■ SHORT PROBLEM A:
Return, line for line and unchanged, the stretch of the listing from the line containing "like x=648, y=601." through the end of the listing.

■ PAGE EXCERPT:
★ ★ ★ ★

We recommend that there be some limitations on the collection of information from young people (ages 13 – 19) for marketing purposes. As the discussion paper notes, the collection of personal information in the private sector has become more and more intensive, for the purposes of both targeting promotions and providing personalized services. In many instances, an incentive will be offered to disclose personal information, which presents a trade-off between privacy and other benefits. Young people may not be equipped to fully assess this type of trade-off. Therefore, young people should be not be subject to offers of benefits in exchange for permission to build up a profile about them. For instance, unlimited Internet service should not be offered to a fourteen-year old in exchange for creating a profile of her Internet use.
Also, we recommend that there be some safeguards in place to protect vulnerable adults. The legislation should specify that contracts with consumers that involve building up a profile about them should allow a consumer to withdraw from the contract without penalties. For instance, if a consumer wishes to withdraw from a loyalty program, they should be able to do so, as well as withdraw their consent to having the information already collected being used, without having to pay the organization any compensation.

★ ★ ★ ★

■ DATA SUPPLIED:

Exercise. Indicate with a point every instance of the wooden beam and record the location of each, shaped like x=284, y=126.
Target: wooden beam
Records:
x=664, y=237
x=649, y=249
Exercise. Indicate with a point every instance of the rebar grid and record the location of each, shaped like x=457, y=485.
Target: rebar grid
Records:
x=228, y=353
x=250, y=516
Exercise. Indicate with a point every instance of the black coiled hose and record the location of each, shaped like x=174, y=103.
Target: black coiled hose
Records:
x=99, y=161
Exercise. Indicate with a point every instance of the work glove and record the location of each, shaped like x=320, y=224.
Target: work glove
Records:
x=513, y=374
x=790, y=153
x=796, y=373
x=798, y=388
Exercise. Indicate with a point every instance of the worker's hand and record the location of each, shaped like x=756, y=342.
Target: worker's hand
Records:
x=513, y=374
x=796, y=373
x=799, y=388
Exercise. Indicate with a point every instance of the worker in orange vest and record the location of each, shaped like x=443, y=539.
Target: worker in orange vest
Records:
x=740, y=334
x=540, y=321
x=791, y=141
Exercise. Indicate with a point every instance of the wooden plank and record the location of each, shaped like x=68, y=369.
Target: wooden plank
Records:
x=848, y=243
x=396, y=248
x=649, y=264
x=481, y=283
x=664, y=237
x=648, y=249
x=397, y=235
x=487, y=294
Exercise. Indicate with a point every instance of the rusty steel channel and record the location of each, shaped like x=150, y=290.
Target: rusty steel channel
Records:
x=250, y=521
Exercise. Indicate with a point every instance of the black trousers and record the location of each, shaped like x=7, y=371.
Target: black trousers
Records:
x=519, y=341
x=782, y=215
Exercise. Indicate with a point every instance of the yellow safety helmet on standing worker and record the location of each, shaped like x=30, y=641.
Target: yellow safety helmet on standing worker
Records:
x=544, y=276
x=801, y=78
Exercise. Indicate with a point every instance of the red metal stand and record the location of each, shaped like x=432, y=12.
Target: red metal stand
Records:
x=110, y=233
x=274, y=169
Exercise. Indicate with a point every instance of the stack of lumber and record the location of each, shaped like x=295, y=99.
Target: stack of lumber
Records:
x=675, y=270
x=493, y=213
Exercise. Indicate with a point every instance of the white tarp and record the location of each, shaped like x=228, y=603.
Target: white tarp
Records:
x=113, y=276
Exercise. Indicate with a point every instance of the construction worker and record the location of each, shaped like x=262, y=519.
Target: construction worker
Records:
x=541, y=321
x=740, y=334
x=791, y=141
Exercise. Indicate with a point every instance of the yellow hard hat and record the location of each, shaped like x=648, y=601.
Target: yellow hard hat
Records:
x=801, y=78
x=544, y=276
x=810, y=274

★ ★ ★ ★

■ SHORT PROBLEM B:
In the privacy recommendations, what age range counts as young people?

■ OUTPUT A:
Exercise. Indicate with a point every instance of the yellow hard hat and record the location of each, shaped like x=648, y=601.
Target: yellow hard hat
Records:
x=801, y=78
x=544, y=276
x=810, y=274

■ OUTPUT B:
Ages 13 to 19.